- _Task brief_
Revise the items from the line containing "find the entrance" through the last line of the items, inclusive, by changing "curb" to "curbstone" and leaving all other text as it is.

[Stored items from a collection]

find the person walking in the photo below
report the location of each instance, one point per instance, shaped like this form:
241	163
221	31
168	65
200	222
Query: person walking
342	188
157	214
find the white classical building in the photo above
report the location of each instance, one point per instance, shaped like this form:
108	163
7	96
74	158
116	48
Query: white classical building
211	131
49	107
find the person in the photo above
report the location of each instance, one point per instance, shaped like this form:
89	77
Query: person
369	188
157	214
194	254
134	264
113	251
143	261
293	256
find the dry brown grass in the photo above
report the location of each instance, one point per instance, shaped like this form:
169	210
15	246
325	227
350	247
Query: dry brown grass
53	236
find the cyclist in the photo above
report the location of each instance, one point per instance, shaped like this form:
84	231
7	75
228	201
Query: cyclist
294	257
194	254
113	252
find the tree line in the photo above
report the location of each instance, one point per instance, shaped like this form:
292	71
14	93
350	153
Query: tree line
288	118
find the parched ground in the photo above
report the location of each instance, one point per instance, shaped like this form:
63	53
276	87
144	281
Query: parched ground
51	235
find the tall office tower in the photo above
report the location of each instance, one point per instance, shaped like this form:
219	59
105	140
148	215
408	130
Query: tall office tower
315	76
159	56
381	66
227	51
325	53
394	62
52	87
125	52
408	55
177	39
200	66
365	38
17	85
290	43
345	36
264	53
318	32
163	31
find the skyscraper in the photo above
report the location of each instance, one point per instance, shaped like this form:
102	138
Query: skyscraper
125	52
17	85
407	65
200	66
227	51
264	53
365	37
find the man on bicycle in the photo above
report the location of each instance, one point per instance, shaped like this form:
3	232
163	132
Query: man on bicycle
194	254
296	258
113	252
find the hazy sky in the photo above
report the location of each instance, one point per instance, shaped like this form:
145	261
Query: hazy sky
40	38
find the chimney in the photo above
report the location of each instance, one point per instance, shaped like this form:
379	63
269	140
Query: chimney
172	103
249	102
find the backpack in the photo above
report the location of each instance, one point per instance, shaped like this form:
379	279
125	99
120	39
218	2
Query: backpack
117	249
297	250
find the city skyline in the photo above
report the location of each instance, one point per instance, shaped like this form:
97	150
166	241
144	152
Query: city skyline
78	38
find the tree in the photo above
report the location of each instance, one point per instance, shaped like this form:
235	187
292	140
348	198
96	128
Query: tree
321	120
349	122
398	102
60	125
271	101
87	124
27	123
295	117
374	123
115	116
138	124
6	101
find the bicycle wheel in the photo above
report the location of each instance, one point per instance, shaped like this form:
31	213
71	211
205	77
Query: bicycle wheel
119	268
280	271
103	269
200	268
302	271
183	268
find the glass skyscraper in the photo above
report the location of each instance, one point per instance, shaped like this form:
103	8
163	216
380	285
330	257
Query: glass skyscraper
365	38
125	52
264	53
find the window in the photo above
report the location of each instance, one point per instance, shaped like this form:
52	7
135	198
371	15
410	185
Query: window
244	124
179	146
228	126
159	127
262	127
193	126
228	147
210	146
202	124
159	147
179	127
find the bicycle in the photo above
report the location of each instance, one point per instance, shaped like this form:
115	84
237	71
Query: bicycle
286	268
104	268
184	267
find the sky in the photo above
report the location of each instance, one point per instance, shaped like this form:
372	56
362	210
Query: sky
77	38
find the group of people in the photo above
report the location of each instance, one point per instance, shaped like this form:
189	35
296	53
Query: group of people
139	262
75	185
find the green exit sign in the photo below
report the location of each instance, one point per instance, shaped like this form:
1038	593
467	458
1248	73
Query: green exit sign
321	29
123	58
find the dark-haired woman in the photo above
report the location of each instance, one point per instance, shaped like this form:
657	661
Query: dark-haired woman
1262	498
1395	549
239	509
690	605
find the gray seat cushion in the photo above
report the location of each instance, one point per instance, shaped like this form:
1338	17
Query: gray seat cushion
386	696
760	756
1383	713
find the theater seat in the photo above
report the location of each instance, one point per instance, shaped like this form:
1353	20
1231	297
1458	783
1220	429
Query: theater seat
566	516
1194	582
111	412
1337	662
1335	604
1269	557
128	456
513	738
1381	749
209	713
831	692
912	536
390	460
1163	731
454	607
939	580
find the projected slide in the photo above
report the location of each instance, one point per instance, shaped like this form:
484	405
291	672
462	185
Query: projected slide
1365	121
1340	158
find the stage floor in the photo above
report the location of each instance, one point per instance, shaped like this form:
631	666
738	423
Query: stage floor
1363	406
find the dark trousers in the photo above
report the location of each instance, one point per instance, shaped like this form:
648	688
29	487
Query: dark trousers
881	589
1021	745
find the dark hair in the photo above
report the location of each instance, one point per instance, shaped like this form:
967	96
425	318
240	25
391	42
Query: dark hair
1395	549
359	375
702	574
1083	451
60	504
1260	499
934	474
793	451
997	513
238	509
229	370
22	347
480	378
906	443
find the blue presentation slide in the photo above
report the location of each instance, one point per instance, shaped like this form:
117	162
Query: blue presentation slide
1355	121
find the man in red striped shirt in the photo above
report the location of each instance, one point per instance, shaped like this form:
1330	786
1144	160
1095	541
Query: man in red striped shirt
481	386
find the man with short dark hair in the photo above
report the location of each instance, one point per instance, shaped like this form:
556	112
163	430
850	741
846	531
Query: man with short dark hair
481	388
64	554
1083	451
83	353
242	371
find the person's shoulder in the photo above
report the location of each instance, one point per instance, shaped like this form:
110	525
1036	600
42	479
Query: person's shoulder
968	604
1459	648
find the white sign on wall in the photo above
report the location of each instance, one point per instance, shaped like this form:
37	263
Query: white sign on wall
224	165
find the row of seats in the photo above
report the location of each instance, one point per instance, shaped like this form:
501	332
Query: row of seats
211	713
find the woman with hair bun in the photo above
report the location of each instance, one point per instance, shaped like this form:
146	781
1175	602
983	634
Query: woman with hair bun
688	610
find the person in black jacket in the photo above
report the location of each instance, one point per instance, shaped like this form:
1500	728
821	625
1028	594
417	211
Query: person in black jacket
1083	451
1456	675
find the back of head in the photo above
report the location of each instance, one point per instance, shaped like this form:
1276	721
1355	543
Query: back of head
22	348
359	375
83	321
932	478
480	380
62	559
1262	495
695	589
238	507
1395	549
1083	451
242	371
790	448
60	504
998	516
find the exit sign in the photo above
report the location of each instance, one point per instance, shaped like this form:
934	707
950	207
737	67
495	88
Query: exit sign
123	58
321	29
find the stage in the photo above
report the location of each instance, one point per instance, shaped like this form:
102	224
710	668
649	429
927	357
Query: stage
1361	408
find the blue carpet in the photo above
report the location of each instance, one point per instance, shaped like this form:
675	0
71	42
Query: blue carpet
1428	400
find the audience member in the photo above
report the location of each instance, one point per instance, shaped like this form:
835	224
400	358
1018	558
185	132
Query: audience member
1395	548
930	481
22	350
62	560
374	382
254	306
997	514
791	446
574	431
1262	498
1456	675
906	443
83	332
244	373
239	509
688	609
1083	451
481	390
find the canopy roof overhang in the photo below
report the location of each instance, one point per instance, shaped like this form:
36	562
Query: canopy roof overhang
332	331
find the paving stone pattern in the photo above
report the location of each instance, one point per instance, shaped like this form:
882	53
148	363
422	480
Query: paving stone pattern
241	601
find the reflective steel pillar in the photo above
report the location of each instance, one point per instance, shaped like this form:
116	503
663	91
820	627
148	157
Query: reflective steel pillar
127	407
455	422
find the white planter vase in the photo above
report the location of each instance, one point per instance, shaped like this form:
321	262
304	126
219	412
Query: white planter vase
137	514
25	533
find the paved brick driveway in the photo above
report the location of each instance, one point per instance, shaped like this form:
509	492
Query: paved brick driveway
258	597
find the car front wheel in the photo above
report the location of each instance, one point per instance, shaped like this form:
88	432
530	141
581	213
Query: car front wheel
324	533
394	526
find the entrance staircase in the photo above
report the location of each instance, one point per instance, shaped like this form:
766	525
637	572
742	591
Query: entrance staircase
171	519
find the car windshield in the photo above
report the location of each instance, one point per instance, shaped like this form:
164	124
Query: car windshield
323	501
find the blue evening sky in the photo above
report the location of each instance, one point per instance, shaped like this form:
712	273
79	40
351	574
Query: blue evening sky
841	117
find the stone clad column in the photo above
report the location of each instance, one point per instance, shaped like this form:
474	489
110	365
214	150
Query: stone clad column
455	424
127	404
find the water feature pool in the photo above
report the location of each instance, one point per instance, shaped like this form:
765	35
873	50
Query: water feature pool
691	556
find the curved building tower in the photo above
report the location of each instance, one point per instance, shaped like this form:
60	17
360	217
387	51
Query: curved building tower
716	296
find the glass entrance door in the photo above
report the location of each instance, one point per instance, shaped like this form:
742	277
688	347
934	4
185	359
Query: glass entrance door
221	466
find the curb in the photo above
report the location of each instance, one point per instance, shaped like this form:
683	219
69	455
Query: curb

- _Output for this exercise_
find the entrance staircase in the photo above
report the location of each instance, one point per instance, shaped like this form:
766	525
637	572
742	591
Query: entrance staircase
171	519
find the car windshield in the photo above
report the location of each instance, one point per instance, shaped like this form:
164	124
Query: car windshield
323	501
find the blue evening sky in the photo above
report the location of each instance, one point per instance, shaped like this form:
712	273
79	40
351	574
Query: blue evening sky
841	117
find the stone clad column in the photo above
report the location of each instance, one point per instance, shaped like this form:
474	489
110	365
214	150
Query: stone clad column
455	424
127	404
find the water feature pool in the photo above
report the location of each instance, one point per instance, shaped like this form:
765	35
873	50
Query: water feature pool
691	556
find the curved building tower in the photo above
report the location of each instance, one point per instance, shaped like this form:
60	17
360	217
387	51
Query: curved building tower
716	296
find the glass entrance door in the photo above
report the location of each instance, one point per instance, shaped like this form:
742	277
688	347
934	4
185	359
Query: glass entrance door
221	466
find the curbstone in the photo above
report the location of each instance, one point per instance, shaped like this form:
683	219
69	455
Query: curbstone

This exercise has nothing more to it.